EXERCISE INSTRUCTIONS:
(1) Copy the cellular force microscopy text starting with "Effect of slope" and going on through "of the indenter probe.", substituting "leek" for "onion".
(2) Proceed with the cellular force microscopy text from the point where it stops.

TEXT UNDER STUDY:
============

Cellular force microscopy for in vivo measurements of plant tissue mechanics

Abstract

Although growth and morphogenesis are controlled by genetics, physical shape change in plant tissue results from a balance between cell wall loosening and intracellular pressure. Despite recent work demonstrating a role for mechanical signals in morphogenesis, precise measurement of mechanical properties at the individual cell level remains a technical challenge. To address this challenge, we have developed cellular force microscopy (CFM), which combines the versatility of classical microindentation techniques with the high automation and resolution approaching that of atomic force microscopy. CFM's large range of forces provides the possibility to map the apparent stiffness of both plasmolyzed and turgid tissue as well as to perform micropuncture of cells using very high stresses. CFM experiments reveal that, within a tissue, local stiffness measurements can vary with the level of turgor pressure in an unexpected way. Altogether, our results highlight the importance of detailed physically based simulations for the interpretation of microindentation results. CFM's ability to be used both to assess and manipulate tissue mechanics makes it a method of choice to unravel the feedbacks between mechanics, genetics, and morphogenesis.

Figure 1.

Comparison of tip sizes and forces used in nano-indentation and CFM studies on plants. AFM (in blue) was used by Milani et al. (2011) with a pyramidal indenter of 40 nm diameter and maximal forces of approximately 100 nN. Peaucelle et al. (2011) extended the working range of AFM in plant tissue (dotted blue line) by using stiffer cantilevers (up to 110 N m⁻¹) on which glass beads of 5 μm in diameter were glued manually. We used CFM (in green) for stiffness mapping with forces around 4 to 10 μN and hemispherical tip diameter of 2 to 3 μm. The use of rounded tips allows avoiding stress concentration inherent to sharp indenters. Puncture of the cell wall was obtained with a tip of 1 μm in diameter and forces up to 1 mN. Bar = 3 μm.

Figure 2.

Effect of slope on the apparent stiffness. A, Microscopic view of a turgid onion epidermis during the measurements. The shadow of the indenter is visible in the top part of the photograph. The black rectangle indicates the scanned area of the tissue. Bar = 40 μm. B, Color map of the angle (°) formed between the cell surface and the indenter probe. C, Color map of the apparent stiffness (N m⁻¹) measured during the scan. D, Color map of the corrected stiffness (N m⁻¹) computed using the measured stiffness, the surface slope, and the bending stiffness of the indenter probe.

Figure 3.

============

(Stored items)
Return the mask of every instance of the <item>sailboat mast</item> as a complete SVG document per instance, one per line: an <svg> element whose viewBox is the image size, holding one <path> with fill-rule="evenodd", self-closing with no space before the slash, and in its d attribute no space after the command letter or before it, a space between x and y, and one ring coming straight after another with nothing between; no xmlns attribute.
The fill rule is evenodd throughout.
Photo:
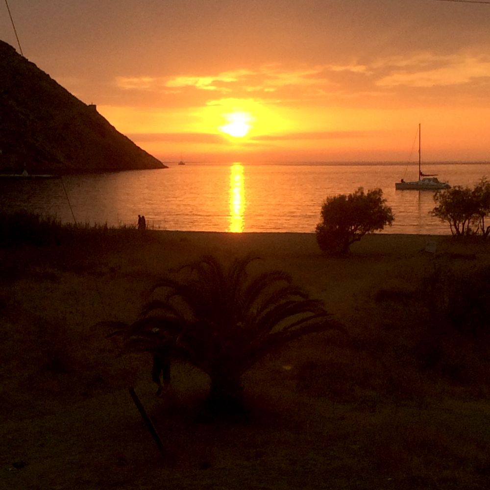
<svg viewBox="0 0 490 490"><path fill-rule="evenodd" d="M422 176L422 171L420 170L420 123L418 123L418 179Z"/></svg>

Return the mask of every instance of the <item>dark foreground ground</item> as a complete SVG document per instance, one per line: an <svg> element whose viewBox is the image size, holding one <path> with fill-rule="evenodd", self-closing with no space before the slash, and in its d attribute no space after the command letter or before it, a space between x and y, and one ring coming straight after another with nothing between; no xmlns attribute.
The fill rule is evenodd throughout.
<svg viewBox="0 0 490 490"><path fill-rule="evenodd" d="M307 234L102 234L0 249L0 489L490 488L487 245L380 235L332 258ZM271 355L245 377L249 420L203 420L204 375L175 366L157 398L148 358L120 355L95 325L135 319L190 259L250 252L322 299L351 340Z"/></svg>

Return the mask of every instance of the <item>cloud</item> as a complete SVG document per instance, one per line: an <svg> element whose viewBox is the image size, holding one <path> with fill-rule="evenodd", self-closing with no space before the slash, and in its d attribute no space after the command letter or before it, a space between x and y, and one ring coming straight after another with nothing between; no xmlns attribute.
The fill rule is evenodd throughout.
<svg viewBox="0 0 490 490"><path fill-rule="evenodd" d="M281 135L262 135L253 137L257 141L291 141L297 140L332 140L349 138L367 138L375 133L372 131L330 131L289 133Z"/></svg>
<svg viewBox="0 0 490 490"><path fill-rule="evenodd" d="M222 143L223 136L207 133L135 133L126 134L131 140L139 142L167 142L193 143Z"/></svg>
<svg viewBox="0 0 490 490"><path fill-rule="evenodd" d="M425 54L388 60L387 64L392 67L392 72L376 81L378 87L443 87L490 78L490 61L482 57Z"/></svg>

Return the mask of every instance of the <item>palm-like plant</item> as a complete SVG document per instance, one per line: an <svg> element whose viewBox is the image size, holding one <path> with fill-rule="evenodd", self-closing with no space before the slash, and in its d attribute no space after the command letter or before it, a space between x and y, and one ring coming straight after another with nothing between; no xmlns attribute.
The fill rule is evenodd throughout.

============

RESPONSES TO THE EXERCISE:
(1)
Effect of slope on the apparent stiffness. A, Microscopic view of a turgid leek epidermis during the measurements. The shadow of the indenter is visible in the top part of the photograph. The black rectangle indicates the scanned area of the tissue. Bar = 40 μm. B, Color map of the angle (°) formed between the cell surface and the indenter probe. C, Color map of the apparent stiffness (N m⁻¹) measured during the scan. D, Color map of the corrected stiffness (N m⁻¹) computed using the measured stiffness, the surface slope, and the bending stiffness of the indenter probe.

(2)
In a fully turgid epidermis, the apparent stiffness is lower over cross walls than on the top of the cells. A, Black rectangles show maps of measured stiffness over two areas of 64 × 52 μm. Note that the surface over the cross walls, in blue, is softer. The red square shows a finer scan of surface of 30 × 30 μm, covering three cross walls. B, The measured stiffness presented in A, after correction for the effect of the surface slope on stiffness. The color scales show stiffness in N m⁻¹. C, Microscopic view of the scanned tissue, with the shadow of the indenter tip. Black rectangles show the area scanned with a lateral step size of 4 μm. The red square shows the area scanned with a 2-μm step size. Bars = 20 μm.

Figure 4.

Changes in topography and measured stiffness in an onion peel recovering from plasmolysis. The left column shows microscopic views of the scanned area, covering three cells. Hours after plasmolysis are indicated. White arrows indicate cytoplasm filling the cell walls. The right column shows color maps of apparent stiffness (N m⁻¹) for the recovering peel. The color scale is the same (2–7 N m⁻¹) for the first four maps but different for the last stiffness map (6–22 N m⁻¹). Bar = 40 μm.

Figure 5.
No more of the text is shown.